#### [BRIEF]
Can you render the stretch below, from the line containing "road, that would be wonderful." through the line containing "(1059, 687)", both included, as a numbered list of those lines only, with any blank lines left out?
▼▼▼
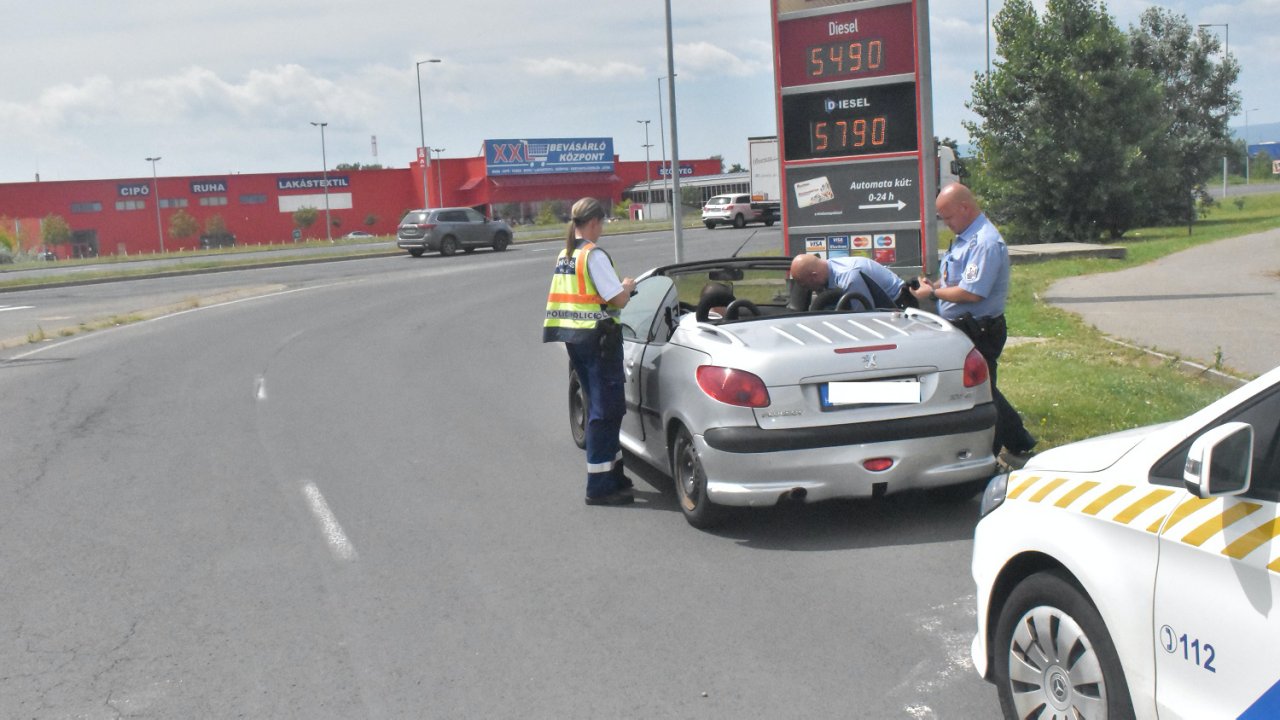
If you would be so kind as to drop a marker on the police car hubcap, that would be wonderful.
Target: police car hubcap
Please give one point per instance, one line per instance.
(1052, 668)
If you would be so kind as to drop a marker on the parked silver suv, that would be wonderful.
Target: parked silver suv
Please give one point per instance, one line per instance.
(447, 229)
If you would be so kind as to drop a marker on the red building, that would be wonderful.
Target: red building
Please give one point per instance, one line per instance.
(119, 217)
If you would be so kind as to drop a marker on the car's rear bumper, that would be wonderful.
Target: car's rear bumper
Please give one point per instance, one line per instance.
(757, 440)
(762, 468)
(424, 244)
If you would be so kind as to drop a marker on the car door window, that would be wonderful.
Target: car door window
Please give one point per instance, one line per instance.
(1264, 414)
(644, 308)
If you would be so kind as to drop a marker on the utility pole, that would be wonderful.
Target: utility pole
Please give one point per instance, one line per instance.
(648, 181)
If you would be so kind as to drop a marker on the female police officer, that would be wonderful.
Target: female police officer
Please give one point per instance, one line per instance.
(581, 311)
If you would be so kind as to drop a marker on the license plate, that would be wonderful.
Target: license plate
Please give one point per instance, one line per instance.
(871, 392)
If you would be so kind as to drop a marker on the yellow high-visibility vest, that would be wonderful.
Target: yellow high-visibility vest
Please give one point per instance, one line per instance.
(574, 306)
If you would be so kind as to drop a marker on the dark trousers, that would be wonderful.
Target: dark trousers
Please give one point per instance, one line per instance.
(599, 370)
(988, 336)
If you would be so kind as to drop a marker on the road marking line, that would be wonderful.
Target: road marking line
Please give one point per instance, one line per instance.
(337, 540)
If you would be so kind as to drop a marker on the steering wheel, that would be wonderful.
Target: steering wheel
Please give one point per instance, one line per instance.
(845, 301)
(739, 305)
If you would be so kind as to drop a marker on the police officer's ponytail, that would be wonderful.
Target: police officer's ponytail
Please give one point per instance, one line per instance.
(584, 212)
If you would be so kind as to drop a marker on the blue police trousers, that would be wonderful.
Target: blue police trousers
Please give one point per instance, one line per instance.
(599, 372)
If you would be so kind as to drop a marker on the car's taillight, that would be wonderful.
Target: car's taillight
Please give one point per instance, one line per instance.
(974, 369)
(732, 387)
(878, 464)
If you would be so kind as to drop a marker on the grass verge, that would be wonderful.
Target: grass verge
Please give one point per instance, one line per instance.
(1075, 383)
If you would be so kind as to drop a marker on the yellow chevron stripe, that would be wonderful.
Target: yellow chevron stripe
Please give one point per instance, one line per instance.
(1253, 540)
(1107, 499)
(1075, 493)
(1023, 487)
(1048, 487)
(1142, 505)
(1220, 522)
(1185, 509)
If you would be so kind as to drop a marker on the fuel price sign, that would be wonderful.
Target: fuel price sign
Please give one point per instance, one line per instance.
(853, 45)
(858, 121)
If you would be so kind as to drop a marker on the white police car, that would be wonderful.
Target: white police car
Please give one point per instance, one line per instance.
(1138, 574)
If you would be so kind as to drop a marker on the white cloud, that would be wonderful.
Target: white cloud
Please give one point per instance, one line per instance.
(702, 60)
(560, 67)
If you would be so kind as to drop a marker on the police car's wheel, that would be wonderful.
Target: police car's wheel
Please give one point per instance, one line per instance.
(686, 470)
(1054, 656)
(576, 410)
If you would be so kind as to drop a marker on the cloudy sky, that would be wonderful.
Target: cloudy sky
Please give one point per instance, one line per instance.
(90, 89)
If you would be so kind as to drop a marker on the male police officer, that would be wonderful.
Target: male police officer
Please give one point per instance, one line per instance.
(972, 295)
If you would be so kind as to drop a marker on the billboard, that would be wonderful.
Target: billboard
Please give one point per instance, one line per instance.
(548, 155)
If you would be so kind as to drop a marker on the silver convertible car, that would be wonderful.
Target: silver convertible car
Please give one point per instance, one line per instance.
(749, 390)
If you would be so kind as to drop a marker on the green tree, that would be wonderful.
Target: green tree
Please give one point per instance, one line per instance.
(305, 217)
(55, 231)
(183, 226)
(1197, 101)
(1065, 123)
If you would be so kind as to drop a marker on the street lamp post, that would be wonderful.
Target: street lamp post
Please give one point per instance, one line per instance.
(1226, 53)
(662, 140)
(421, 128)
(676, 231)
(1247, 159)
(155, 191)
(324, 160)
(439, 177)
(648, 180)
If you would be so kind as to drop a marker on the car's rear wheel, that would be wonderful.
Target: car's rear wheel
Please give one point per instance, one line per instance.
(576, 410)
(686, 470)
(1054, 656)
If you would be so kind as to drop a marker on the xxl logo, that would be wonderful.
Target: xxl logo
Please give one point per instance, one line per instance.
(510, 153)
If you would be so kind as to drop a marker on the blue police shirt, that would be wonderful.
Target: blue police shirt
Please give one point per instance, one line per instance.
(845, 273)
(978, 261)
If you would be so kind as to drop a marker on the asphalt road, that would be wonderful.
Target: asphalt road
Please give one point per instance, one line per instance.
(1215, 304)
(351, 492)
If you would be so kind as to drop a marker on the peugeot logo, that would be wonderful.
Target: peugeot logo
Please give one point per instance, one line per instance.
(1059, 687)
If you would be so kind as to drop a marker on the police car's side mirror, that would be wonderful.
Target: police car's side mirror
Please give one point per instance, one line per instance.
(1220, 461)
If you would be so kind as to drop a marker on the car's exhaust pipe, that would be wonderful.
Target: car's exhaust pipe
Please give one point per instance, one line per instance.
(794, 495)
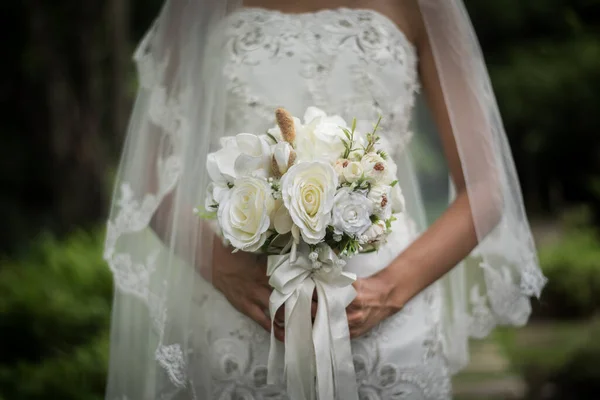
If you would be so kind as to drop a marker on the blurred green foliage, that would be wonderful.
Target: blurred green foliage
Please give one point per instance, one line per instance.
(54, 317)
(573, 269)
(558, 361)
(544, 61)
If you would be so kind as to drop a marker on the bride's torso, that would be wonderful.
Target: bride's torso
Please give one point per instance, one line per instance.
(351, 62)
(357, 64)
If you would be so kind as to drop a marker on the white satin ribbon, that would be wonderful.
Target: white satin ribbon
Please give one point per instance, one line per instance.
(319, 354)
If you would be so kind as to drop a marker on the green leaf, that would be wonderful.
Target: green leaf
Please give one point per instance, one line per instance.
(272, 138)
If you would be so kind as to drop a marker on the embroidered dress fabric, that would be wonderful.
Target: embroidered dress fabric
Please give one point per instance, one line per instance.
(211, 69)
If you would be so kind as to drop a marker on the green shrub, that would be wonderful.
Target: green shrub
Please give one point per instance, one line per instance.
(573, 269)
(558, 361)
(54, 318)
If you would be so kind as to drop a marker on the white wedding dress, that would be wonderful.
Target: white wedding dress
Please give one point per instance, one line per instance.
(338, 60)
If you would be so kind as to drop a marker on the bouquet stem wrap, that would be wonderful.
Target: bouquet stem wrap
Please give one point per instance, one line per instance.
(321, 350)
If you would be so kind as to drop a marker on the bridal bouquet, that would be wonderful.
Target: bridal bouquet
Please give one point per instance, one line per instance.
(310, 194)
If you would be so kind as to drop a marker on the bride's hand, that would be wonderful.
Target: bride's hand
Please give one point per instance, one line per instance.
(242, 278)
(373, 303)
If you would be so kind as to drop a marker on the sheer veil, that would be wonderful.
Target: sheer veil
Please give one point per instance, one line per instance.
(158, 250)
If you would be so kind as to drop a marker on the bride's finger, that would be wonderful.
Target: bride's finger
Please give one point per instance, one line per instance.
(262, 295)
(280, 315)
(355, 318)
(258, 315)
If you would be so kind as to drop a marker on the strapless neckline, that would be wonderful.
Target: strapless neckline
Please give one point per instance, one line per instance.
(387, 21)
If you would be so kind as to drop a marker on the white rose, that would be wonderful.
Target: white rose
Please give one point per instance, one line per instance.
(398, 201)
(374, 167)
(215, 194)
(381, 196)
(351, 212)
(321, 137)
(374, 233)
(353, 171)
(244, 215)
(307, 190)
(283, 157)
(254, 158)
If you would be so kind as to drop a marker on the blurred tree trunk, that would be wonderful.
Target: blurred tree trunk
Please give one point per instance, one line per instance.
(73, 99)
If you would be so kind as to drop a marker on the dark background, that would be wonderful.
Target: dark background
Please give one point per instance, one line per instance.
(66, 89)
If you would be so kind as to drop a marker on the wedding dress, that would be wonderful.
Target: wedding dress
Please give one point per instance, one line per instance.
(335, 60)
(174, 336)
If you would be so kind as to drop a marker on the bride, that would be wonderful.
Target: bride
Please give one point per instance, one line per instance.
(190, 318)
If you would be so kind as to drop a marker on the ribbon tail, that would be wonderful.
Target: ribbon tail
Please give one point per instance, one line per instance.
(333, 328)
(275, 302)
(322, 343)
(299, 356)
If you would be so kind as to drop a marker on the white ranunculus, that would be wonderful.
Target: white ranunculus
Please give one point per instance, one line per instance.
(351, 212)
(391, 172)
(353, 171)
(339, 169)
(374, 167)
(307, 190)
(381, 196)
(398, 201)
(244, 215)
(255, 156)
(374, 233)
(321, 137)
(282, 155)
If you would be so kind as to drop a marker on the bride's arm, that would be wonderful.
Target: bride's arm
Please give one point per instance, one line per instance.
(453, 235)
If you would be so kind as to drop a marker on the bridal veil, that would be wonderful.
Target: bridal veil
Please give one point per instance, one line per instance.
(156, 246)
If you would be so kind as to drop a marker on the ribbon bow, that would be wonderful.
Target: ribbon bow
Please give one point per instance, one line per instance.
(323, 350)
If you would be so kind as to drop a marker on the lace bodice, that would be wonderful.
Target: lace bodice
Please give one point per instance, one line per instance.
(354, 63)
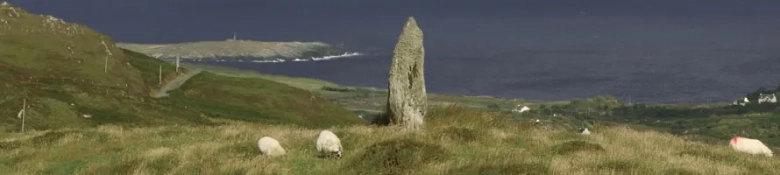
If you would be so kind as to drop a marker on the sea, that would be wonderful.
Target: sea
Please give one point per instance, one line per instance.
(651, 51)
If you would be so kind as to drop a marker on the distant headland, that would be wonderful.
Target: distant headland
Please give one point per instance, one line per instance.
(234, 49)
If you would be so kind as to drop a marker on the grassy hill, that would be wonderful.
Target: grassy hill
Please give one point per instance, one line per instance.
(457, 140)
(60, 68)
(85, 118)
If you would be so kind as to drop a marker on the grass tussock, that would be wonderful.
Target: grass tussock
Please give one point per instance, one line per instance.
(456, 140)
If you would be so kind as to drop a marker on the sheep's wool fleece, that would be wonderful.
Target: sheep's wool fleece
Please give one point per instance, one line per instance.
(270, 147)
(585, 132)
(328, 142)
(750, 146)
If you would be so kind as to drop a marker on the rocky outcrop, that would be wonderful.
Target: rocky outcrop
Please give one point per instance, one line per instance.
(407, 99)
(239, 50)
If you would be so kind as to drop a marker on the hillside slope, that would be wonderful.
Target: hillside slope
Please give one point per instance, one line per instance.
(456, 141)
(60, 69)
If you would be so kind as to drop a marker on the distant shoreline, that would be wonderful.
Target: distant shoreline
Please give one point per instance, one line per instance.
(241, 51)
(267, 60)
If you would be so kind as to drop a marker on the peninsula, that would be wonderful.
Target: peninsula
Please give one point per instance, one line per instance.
(240, 50)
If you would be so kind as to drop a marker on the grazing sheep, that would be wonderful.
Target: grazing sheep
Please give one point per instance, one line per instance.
(584, 131)
(270, 147)
(329, 145)
(750, 146)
▲▲▲
#### [FINISHED EXERCISE]
1. If you would be so kind as to drop a marker on the asphalt road, that would be wonderful.
2. Target: asphalt road
3. Please give one point per instance, one line per instance.
4. (1215, 304)
5. (351, 492)
6. If you would be so kind as to drop a marker on the peugeot logo, that would be wonderful.
7. Target: peugeot logo
8. Please give one point per instance, one line per instance.
9. (1059, 687)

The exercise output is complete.